== Segment start ==

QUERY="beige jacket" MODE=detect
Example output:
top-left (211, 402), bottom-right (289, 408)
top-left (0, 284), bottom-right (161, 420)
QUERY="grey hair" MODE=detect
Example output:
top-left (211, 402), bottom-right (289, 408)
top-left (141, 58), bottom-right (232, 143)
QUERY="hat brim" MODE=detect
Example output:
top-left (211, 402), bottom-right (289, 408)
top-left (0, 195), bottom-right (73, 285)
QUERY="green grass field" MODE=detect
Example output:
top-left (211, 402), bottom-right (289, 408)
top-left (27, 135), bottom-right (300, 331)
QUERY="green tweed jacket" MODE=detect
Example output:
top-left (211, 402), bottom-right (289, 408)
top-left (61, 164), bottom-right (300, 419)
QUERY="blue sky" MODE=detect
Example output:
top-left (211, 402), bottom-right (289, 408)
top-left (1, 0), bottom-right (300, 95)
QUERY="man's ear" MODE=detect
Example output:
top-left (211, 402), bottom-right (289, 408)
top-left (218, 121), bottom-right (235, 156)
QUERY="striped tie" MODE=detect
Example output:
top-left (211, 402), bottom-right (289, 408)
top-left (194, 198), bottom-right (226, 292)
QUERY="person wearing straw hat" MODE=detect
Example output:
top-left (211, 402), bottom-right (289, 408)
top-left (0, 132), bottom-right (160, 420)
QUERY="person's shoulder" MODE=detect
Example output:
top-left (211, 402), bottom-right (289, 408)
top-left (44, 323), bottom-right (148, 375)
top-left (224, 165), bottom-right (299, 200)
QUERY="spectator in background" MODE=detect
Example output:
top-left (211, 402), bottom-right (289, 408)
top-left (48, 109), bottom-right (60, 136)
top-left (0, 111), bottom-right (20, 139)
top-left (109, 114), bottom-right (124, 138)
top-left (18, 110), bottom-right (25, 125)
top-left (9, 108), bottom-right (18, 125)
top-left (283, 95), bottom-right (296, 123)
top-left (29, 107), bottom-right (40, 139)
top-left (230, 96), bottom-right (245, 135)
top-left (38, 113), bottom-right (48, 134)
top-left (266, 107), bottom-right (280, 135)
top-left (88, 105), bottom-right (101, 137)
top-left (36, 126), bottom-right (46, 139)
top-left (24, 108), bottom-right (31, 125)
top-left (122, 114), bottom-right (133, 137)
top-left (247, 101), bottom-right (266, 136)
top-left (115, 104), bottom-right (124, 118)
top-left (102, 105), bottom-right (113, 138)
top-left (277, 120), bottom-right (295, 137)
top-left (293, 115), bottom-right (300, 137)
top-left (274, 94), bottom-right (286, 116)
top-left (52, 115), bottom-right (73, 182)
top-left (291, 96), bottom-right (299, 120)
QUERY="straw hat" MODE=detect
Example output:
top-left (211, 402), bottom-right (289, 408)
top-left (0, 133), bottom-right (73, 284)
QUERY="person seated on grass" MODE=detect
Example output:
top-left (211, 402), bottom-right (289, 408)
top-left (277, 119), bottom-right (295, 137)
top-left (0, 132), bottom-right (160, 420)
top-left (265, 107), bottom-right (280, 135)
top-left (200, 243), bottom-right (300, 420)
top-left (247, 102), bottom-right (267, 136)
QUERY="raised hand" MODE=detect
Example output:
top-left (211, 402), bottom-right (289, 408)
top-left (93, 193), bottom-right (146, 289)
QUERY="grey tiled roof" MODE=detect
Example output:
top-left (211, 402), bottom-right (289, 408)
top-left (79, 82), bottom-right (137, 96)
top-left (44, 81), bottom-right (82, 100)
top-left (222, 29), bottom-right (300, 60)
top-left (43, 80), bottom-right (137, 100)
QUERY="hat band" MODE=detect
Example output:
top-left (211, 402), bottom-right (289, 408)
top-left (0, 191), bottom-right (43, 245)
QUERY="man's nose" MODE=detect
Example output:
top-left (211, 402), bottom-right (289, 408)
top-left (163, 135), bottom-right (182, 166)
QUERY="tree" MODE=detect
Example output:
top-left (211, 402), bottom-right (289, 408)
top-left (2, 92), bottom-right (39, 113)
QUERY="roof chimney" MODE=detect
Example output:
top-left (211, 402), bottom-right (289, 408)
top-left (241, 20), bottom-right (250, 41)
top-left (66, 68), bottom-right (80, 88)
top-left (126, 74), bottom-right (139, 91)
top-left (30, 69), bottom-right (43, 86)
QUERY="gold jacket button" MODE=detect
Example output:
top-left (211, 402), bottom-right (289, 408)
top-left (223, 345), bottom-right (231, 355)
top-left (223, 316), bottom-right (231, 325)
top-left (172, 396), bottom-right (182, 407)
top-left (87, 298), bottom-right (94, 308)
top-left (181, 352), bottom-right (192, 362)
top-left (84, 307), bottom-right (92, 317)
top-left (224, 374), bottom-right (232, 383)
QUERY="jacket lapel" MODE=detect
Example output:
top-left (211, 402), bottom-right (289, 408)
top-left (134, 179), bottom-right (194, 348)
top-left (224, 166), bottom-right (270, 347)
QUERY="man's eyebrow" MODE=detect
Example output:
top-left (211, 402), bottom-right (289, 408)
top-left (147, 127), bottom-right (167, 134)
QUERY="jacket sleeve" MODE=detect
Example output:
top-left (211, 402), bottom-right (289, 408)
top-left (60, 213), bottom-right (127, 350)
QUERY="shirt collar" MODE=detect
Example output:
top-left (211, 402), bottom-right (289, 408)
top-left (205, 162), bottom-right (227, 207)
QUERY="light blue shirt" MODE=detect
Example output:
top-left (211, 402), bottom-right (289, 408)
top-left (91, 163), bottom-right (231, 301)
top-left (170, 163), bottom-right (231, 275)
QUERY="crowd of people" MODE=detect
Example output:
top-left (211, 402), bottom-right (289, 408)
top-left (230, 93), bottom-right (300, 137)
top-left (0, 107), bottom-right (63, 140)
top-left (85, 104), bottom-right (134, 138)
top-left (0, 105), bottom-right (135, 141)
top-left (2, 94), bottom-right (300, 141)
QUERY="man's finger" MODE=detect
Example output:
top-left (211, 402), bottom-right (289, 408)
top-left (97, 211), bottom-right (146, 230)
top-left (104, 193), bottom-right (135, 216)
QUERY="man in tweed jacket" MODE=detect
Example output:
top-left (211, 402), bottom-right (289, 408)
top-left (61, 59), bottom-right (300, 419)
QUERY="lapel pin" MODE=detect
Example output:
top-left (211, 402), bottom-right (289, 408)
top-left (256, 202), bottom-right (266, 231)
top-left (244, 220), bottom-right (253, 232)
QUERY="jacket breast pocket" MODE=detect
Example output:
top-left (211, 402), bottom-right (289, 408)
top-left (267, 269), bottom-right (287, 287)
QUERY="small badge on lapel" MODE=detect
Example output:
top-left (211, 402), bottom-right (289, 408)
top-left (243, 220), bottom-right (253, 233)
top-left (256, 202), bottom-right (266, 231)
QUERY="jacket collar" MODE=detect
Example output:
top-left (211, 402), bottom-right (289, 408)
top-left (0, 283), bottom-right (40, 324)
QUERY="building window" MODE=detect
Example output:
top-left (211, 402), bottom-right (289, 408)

== Segment end ==

Exercise: The lines to return are those in the material above that hold "grass".

Task solution:
QUERY="green grass field" MODE=detect
QUERY="person seated on grass" MODE=detect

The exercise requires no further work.